Задание → Определите, согласуются ли с текстом для чтения утверждения (a), (b) и (c). Для каждого ответьте «да» или «нет» и приведите решающие слова текста точной цитатой. (a) Автор считает, что виновного назвать нельзя. (b) Автор пишет, что оказался во втором ряду, как на одной из фотографий. (c) По мнению автора, маскарад нужен прежде всего поэтам.

Текст для чтения →
%%
Конечно, был умысел. Конечно, оттирали. И, конечно, можно назвать виновного. Имя ему — конкуренция. И я не против, можно даже порадоваться успеху соревнователя, лишь бы само соревнование было честным. Те мелкие уловки Бродского вполне безобидны, с иными поэтами бывало хуже. Да и он сам, набрав массу, научился впоследствии жёстко блокировать. Меня удивляет другое: если ты так самобытен, так талантлив, если ты такой гений, зачем эта мишура, все эти бакенбарды, жёлтые кофты, кожаные штаны и прочая дешёвка и шушваль?  Есть тексты, вот их и читай. Но нет, оказывается, маскарад очень нужен, причём, не столько для поэтов, сколько для публики. Я этого недооценил, вот и оказался во втором ряду, как на той фотографии, куда меня задвинул  Рейн. Впрочем, поздней нашёлся другой фотоснимок, где хорошо видны все четверо, — в точности, как я описал в «Траурных октавах».
%%
Исходные данные →
%%
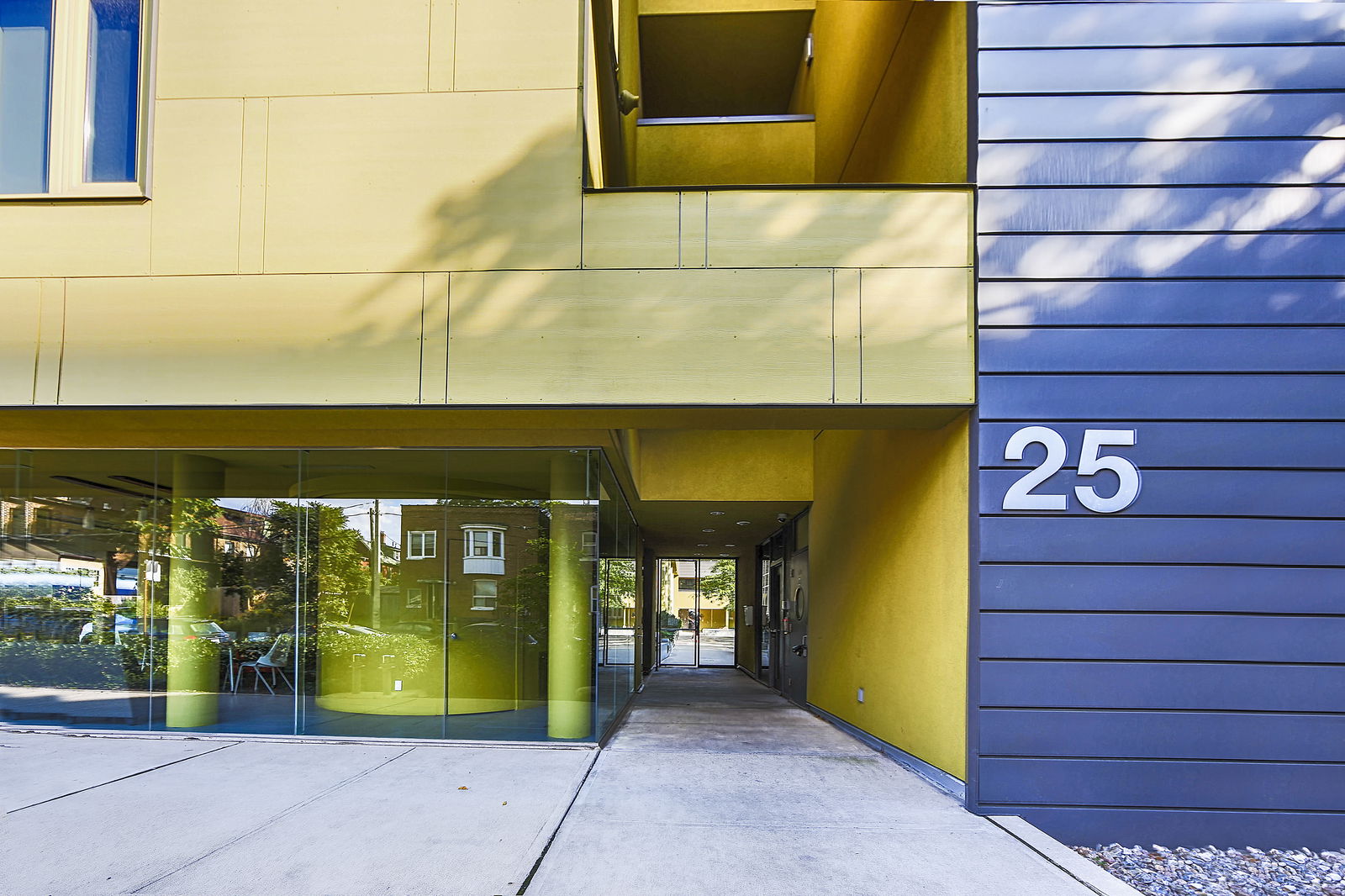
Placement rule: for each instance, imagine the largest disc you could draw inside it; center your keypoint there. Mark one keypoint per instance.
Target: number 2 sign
(1020, 495)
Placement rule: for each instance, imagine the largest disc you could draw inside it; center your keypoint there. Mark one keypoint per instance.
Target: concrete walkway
(717, 786)
(713, 784)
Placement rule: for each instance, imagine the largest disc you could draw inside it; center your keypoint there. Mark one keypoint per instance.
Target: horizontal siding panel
(1154, 349)
(1095, 256)
(1161, 116)
(1190, 493)
(1208, 687)
(1271, 589)
(1140, 735)
(1183, 828)
(1216, 445)
(1161, 161)
(1163, 783)
(1127, 540)
(1207, 69)
(1163, 302)
(1165, 636)
(1149, 208)
(1121, 24)
(1160, 396)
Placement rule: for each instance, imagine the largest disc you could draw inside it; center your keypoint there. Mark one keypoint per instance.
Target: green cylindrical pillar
(569, 665)
(193, 588)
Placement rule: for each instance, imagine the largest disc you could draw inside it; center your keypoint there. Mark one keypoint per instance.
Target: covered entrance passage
(736, 790)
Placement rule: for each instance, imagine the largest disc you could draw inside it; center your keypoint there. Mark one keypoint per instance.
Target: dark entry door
(794, 630)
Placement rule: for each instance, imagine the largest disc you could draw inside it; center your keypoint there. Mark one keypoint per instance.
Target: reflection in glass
(113, 91)
(407, 593)
(24, 91)
(697, 600)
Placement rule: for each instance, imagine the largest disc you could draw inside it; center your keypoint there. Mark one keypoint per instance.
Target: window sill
(109, 192)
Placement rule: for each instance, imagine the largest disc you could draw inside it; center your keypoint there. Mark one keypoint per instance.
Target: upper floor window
(71, 98)
(421, 546)
(483, 542)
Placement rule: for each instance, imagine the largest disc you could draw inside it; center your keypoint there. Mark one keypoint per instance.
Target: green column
(193, 591)
(569, 665)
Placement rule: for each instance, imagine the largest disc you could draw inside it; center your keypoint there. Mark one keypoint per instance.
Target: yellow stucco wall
(351, 208)
(889, 587)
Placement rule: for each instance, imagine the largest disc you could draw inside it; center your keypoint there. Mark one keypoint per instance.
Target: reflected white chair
(275, 660)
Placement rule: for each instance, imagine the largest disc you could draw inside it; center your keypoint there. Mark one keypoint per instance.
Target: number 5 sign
(1020, 495)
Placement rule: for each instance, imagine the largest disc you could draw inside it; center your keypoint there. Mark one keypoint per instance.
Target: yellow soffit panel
(424, 182)
(916, 335)
(840, 228)
(631, 229)
(746, 465)
(642, 336)
(240, 340)
(683, 7)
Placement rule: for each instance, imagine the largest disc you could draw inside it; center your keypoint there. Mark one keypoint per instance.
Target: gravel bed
(1205, 871)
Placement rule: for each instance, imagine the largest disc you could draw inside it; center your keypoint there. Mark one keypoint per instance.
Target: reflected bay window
(483, 549)
(71, 98)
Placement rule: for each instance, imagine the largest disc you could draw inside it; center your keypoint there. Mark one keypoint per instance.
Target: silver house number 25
(1021, 495)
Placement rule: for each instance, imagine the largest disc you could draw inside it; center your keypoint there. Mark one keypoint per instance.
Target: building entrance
(697, 602)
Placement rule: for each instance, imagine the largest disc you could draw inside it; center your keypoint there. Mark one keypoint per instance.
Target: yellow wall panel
(518, 45)
(424, 182)
(840, 229)
(19, 315)
(435, 340)
(918, 336)
(692, 232)
(74, 240)
(740, 465)
(443, 24)
(888, 607)
(631, 229)
(674, 7)
(916, 129)
(252, 213)
(197, 186)
(656, 336)
(847, 322)
(766, 152)
(853, 49)
(51, 333)
(240, 340)
(291, 47)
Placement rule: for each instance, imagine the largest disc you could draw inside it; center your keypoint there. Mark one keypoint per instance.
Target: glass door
(697, 600)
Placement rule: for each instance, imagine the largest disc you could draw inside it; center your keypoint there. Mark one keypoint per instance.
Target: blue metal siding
(1161, 250)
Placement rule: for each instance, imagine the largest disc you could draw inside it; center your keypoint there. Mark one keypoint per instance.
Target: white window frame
(428, 539)
(495, 542)
(67, 107)
(477, 599)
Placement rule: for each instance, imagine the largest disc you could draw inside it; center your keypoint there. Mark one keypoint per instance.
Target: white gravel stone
(1181, 871)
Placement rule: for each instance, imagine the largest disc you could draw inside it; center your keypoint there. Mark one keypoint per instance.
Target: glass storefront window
(316, 593)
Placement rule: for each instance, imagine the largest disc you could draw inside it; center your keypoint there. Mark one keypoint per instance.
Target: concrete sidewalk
(713, 784)
(717, 786)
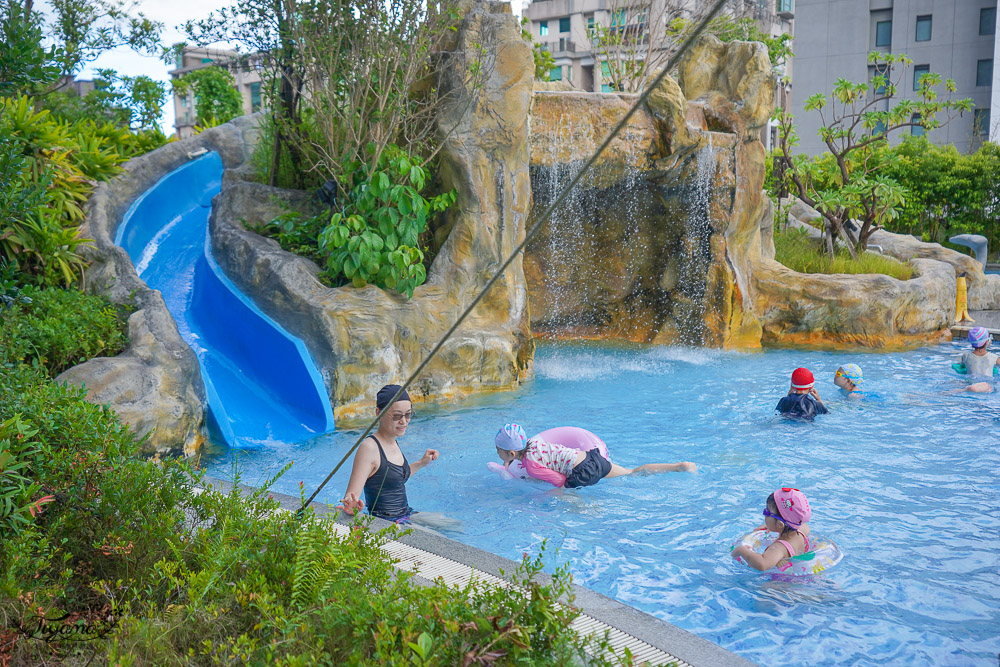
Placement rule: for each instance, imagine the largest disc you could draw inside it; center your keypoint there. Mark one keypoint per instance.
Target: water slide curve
(261, 383)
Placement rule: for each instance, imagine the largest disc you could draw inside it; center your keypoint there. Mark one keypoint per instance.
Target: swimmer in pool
(850, 380)
(787, 513)
(564, 466)
(802, 401)
(381, 470)
(980, 362)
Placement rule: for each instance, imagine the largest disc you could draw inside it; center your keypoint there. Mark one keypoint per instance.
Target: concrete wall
(833, 38)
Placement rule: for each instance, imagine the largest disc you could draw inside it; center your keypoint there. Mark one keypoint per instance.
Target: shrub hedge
(60, 328)
(107, 558)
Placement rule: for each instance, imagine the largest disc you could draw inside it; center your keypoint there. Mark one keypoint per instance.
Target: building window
(988, 21)
(923, 29)
(883, 33)
(255, 96)
(981, 123)
(984, 72)
(881, 69)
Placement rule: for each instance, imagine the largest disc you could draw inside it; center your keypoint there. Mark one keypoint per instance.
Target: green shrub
(799, 252)
(48, 168)
(60, 328)
(123, 552)
(374, 237)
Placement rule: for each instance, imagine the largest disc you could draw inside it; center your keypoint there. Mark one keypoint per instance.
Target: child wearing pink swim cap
(786, 513)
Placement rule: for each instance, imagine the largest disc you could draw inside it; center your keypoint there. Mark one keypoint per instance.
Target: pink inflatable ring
(573, 437)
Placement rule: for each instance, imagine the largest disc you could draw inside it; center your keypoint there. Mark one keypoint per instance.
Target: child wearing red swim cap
(802, 401)
(787, 513)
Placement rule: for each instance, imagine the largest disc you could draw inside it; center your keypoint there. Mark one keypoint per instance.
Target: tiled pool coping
(646, 636)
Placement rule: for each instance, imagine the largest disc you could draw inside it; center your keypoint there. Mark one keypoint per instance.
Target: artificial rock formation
(364, 338)
(155, 385)
(864, 310)
(652, 246)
%%
Результат →
(a) Нет: «И, конечно, можно назвать виновного».
(b) Да: «вот и оказался во втором ряду, как на той фотографии».
(c) Нет: «не столько для поэтов, сколько для публики».